## TASK PROMPT
Locate every line in the records that contains the string "named" and copy each of those lines.

## INFORMATION SHOWN
--- --- ---

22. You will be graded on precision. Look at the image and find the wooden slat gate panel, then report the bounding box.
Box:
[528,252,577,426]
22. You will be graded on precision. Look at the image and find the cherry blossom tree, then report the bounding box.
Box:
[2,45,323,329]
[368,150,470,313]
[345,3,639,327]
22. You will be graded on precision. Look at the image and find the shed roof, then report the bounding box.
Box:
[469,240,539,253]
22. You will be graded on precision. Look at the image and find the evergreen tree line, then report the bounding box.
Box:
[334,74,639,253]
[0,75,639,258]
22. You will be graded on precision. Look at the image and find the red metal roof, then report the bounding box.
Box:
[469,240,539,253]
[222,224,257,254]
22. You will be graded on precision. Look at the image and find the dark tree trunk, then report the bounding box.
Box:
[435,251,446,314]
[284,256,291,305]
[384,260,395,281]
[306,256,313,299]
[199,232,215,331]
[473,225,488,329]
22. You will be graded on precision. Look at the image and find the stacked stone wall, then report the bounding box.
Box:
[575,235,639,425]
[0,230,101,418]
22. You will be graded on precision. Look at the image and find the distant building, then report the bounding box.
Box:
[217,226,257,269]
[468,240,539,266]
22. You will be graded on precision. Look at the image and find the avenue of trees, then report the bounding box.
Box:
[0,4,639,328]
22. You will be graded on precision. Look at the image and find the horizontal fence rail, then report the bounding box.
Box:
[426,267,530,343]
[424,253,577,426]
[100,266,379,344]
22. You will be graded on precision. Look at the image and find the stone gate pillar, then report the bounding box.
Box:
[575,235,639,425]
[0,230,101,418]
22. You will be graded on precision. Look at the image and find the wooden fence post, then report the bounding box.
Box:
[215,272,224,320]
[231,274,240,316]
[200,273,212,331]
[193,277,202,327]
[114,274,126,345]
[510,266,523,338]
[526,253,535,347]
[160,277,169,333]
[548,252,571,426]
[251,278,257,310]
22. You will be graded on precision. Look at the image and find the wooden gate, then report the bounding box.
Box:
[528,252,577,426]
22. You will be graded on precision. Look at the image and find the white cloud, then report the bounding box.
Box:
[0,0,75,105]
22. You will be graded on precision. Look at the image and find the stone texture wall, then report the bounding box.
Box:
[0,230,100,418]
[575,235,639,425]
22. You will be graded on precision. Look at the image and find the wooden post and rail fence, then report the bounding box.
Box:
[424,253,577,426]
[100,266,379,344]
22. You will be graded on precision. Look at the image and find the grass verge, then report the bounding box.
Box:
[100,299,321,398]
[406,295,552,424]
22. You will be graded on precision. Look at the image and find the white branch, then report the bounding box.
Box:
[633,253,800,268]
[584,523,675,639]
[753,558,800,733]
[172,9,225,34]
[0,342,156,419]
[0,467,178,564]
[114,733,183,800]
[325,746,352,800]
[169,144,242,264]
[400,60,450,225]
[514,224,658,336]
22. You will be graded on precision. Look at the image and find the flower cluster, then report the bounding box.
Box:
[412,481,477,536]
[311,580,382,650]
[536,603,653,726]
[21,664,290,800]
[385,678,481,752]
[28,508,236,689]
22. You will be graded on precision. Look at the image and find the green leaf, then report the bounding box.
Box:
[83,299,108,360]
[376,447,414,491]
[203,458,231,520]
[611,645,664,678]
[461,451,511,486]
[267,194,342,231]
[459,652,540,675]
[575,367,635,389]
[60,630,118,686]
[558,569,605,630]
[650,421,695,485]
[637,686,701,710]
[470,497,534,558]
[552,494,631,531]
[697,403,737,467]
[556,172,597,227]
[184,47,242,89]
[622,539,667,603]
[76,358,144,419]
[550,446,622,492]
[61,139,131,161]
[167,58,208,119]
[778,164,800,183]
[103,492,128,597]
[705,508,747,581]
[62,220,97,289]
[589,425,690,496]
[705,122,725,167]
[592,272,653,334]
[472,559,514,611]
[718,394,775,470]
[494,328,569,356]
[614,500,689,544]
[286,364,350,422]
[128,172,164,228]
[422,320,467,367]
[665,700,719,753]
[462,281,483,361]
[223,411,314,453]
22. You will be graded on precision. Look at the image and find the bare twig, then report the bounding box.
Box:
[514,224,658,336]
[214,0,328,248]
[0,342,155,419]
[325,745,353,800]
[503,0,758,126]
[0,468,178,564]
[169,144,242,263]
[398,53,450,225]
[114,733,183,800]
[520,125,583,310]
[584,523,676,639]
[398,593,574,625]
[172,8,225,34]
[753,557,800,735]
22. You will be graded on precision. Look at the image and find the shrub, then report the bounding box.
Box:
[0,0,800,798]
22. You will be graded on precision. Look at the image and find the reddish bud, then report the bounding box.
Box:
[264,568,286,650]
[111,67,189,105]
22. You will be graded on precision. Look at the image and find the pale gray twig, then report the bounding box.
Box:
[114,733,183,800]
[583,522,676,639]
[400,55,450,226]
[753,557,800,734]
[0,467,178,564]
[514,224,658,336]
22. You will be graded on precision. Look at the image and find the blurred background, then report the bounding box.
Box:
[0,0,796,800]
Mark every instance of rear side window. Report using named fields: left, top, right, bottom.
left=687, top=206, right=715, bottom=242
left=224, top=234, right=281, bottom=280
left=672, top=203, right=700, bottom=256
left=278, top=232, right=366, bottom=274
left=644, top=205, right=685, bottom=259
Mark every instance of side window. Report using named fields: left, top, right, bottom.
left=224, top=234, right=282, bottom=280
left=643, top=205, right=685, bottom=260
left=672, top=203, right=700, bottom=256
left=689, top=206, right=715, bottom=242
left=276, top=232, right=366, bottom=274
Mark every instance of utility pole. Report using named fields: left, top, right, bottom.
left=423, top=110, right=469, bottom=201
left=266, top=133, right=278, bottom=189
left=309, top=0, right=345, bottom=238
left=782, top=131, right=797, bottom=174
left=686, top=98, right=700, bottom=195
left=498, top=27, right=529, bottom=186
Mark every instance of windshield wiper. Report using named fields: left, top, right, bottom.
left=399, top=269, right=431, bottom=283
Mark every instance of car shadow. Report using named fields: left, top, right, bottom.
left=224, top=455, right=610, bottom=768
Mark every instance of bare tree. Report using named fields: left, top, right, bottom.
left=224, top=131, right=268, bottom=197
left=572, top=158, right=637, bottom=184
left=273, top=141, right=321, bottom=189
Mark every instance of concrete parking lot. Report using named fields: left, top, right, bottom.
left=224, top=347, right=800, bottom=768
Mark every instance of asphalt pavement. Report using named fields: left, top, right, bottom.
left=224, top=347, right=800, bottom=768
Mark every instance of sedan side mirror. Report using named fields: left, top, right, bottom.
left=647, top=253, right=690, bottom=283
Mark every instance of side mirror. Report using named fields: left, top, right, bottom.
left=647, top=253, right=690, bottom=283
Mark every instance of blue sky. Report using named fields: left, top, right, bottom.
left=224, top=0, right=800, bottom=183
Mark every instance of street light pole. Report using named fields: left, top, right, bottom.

--- --- ---

## REPLY TO THE TASK
Mark every instance of rear side window. Report using named fields: left, top, right, bottom.
Mark every instance of side window. Report using named fields: left, top, right, bottom.
Mark every instance of utility pole. Report using named fields: left, top, right, bottom.
Mark every instance of windshield wiper. Report using named fields: left, top, right, bottom.
Mark every instance of car shadow. Report using named fields: left, top, right, bottom.
Mark every instance of bare tree. Report using named fields: left, top, right, bottom.
Mark every instance of concrete parking lot. Report using named fields: left, top, right, bottom.
Mark every instance of asphalt pavement. Report using named fields: left, top, right, bottom.
Mark every instance of sedan side mirror. Report using named fields: left, top, right, bottom.
Mark every instance of side mirror. Report using named fields: left, top, right, bottom.
Mark every instance of blue sky. Report using named fields: left, top, right, bottom.
Mark every instance of street light pole. Report using named fields: left, top, right, bottom.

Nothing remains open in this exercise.